**TRY IT**
In how many lines of the listing below does the word "blurred" occur? Say only the number.

BEGIN RECORDS TO PROCESS

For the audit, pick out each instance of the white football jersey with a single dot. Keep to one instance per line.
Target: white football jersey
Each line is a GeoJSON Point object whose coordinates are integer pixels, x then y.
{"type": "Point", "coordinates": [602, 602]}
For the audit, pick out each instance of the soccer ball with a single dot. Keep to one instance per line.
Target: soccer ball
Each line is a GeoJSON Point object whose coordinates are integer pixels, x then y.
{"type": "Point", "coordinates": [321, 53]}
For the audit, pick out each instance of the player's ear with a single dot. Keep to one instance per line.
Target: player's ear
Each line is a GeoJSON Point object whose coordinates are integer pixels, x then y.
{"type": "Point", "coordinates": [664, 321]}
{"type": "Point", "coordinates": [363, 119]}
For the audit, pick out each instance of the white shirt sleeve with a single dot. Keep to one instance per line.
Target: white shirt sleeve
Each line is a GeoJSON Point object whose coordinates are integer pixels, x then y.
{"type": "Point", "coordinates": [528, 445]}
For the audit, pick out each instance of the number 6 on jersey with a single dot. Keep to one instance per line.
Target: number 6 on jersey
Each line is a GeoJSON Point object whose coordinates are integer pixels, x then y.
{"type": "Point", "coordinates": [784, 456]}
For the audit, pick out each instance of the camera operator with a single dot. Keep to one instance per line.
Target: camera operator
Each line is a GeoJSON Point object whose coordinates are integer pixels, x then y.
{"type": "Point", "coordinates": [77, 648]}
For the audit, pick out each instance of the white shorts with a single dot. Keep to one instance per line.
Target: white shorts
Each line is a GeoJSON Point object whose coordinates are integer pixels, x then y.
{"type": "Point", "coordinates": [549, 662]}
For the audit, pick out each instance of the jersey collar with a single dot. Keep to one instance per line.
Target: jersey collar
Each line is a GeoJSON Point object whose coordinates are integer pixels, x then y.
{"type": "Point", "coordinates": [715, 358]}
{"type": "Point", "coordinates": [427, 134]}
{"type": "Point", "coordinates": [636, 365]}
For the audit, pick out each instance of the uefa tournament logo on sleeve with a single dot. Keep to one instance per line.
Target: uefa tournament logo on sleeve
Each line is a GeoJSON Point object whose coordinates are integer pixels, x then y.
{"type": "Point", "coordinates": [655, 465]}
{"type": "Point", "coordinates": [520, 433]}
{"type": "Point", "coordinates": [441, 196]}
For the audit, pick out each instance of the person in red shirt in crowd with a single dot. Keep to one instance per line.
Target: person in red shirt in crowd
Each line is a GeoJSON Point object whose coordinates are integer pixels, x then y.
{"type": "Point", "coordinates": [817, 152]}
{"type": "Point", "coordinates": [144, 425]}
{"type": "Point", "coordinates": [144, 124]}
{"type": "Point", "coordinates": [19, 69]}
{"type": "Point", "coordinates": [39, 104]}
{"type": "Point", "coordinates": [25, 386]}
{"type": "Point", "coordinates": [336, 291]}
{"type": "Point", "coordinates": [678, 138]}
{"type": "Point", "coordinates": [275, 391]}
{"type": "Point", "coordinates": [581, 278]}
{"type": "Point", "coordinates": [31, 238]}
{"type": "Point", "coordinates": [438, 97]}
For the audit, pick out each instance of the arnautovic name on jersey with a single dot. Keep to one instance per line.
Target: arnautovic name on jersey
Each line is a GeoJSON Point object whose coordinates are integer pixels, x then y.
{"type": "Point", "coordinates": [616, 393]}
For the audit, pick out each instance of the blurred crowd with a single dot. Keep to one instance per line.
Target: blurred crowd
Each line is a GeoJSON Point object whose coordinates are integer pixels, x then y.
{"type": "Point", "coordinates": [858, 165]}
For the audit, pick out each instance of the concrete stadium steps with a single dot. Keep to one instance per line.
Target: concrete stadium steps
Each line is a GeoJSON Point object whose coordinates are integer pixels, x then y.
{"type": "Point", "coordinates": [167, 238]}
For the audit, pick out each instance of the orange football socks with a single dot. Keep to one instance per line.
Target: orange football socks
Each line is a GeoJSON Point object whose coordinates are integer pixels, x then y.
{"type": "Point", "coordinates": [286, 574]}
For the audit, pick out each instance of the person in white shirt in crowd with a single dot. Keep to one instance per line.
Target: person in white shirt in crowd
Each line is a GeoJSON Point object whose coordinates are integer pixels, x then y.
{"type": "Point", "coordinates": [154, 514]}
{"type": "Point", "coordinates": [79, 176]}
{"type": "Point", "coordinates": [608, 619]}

END RECORDS TO PROCESS

**TASK OUTPUT**
2